**Exercise instructions:**
• a. Rewrite the Datacrafter project description's paragraph beginning "Design datasets in YAML" as a short bulleted list that keeps its main facts.
• b. Using the Datacrafter project description, explain in one to three sentences why a schema would set a seed.
• c. Please transcribe the Datacrafter project description word for word from "Project description" to "core changes required.".

Skip to main content

Datacrafter — AI-based, schema-driven synthetic data generator with a plugin architecture.

Project description

Datacrafter

AI-based, schema-driven synthetic data generator with a plugin architecture.

Design datasets in YAML, generate realistic CSV / JSON / JSONL / XML / Parquet files, and extend functionality with custom providers or writers — no core changes required.


✨ Features

  • Schema-driven – Define structure, constraints, and output using YAML
  • Deterministic – Use seed for reproducible datasets
  • Rich providers – uuid, integer, float, boolean, categorical, datetime, person., text., geo
  • Advanced controlsunique, null_rate, regex, distributions
  • Templating${first}.${last}@domain.com
  • Multiple formats – CSV, JSON, JSONL, XML, Parquet
  • Plugin architecture – Extend without modifying core
  • CLI + Python API

📦 Installation

pip install datacrafter-ai

Requirements: Python 3.9+


🚀 Quickstart (CLI)

1. Create a schema (examples/simple.yaml)

version: 1
seed: 42
rows: 20

fields:
  id:
    type: uuid

  name:
    type: person.name

  age:
    type: integer
    params:
      min: 18
      max: 60

output:
  format: csv
  path: ./output/simple.csv

2. Generate data

datacrafter generate --schema examples/simple.yaml

3. Output

./output/simple.csv

🧠 Quickstart (Python)

from datacrafter.schema_loader import load_schema
from datacrafter.generator import Generator

schema = load_schema("examples/simple.yaml")

gen = Generator(schema)
rows = gen.generate()
gen.write()

🧾 YAML Schema (v1)

Key Type Required Description
version int Yes Schema version (use 1)
seed int No Deterministic output seed
rows int Yes* Number of rows
fields map Yes* Column definitions
output map Yes* Output configuration
datasets list No Multi-dataset support

*Required when datasets is not used


📌 Field Definition

<column_name>:
  type: <provider.name>
  params: {}
  unique: false
  null_rate: 0.0
  regex: null

  distribution:
    name: normal
    mean: 35
    std: 10
    min: 18
    max: 75

  categorical:
    values: [IN, US, DE]
    weights: [0.6, 0.3, 0.1]

  template: "${first}.${last}@${domain}"
  depends_on: ["first", "last", "domain"]
  transform: ["lower", "strip"]

📤 Output Configuration

output:
  format: csv
  path: ./out/customers.csv
  options:
    delimiter: ","
    header: true
    encoding: "utf-8"

Point placement records

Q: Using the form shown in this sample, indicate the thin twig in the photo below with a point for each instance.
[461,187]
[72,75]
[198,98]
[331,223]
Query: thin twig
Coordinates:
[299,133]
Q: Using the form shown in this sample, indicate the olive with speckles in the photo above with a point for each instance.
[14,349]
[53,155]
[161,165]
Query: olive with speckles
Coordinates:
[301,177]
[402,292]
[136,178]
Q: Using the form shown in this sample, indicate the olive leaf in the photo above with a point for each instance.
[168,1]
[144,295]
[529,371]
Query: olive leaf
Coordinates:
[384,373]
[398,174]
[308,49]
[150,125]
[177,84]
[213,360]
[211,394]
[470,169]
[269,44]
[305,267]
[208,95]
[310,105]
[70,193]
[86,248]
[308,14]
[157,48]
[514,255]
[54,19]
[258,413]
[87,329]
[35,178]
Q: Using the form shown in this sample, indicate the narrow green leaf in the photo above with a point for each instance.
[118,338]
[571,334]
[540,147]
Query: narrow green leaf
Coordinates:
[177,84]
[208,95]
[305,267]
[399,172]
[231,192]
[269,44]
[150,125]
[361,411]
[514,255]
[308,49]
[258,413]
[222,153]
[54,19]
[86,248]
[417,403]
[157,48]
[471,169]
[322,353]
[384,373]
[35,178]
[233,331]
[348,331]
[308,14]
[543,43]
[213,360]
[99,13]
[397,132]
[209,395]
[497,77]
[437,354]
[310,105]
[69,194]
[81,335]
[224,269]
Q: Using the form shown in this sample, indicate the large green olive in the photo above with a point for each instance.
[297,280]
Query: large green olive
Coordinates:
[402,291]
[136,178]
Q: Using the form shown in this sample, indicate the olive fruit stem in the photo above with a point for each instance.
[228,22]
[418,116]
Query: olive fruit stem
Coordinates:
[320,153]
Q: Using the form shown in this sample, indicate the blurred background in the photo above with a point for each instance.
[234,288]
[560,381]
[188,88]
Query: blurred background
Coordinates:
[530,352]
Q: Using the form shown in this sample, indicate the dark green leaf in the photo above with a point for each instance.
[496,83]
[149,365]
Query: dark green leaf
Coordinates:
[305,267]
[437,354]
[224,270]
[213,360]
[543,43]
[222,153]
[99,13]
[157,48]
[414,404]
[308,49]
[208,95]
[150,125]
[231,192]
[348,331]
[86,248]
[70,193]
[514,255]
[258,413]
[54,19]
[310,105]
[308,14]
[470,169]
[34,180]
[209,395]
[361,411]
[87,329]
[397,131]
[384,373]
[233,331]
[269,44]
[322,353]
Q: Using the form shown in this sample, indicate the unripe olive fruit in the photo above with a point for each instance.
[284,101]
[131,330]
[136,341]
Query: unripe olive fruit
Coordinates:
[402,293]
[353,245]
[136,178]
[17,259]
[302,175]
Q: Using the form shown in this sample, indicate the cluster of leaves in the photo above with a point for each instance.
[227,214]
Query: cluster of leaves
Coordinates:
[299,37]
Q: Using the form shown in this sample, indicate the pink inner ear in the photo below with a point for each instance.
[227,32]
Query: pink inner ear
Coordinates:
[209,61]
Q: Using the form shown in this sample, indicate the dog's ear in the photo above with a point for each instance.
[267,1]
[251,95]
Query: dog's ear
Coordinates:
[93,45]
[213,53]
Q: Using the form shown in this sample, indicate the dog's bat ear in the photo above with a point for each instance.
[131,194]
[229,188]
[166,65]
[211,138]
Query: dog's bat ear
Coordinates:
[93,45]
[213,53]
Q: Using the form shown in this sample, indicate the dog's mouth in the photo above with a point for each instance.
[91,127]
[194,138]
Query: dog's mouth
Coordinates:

**Answers for this exercise:**
• a.
- Datasets are designed in YAML.
- Realistic CSV, JSON, JSONL, XML, or Parquet files are generated.
- Functionality is extended with custom providers or writers, with no core changes required.

• b. Setting a seed makes the output deterministic, so the generated datasets are reproducible. The schema table lists seed as an optional integer that serves as the "Deterministic output seed."

• c.
Project description

Datacrafter

AI-based, schema-driven synthetic data generator with a plugin architecture.

Design datasets in YAML, generate realistic CSV / JSON / JSONL / XML / Parquet files, and extend functionality with custom providers or writers — no core changes required.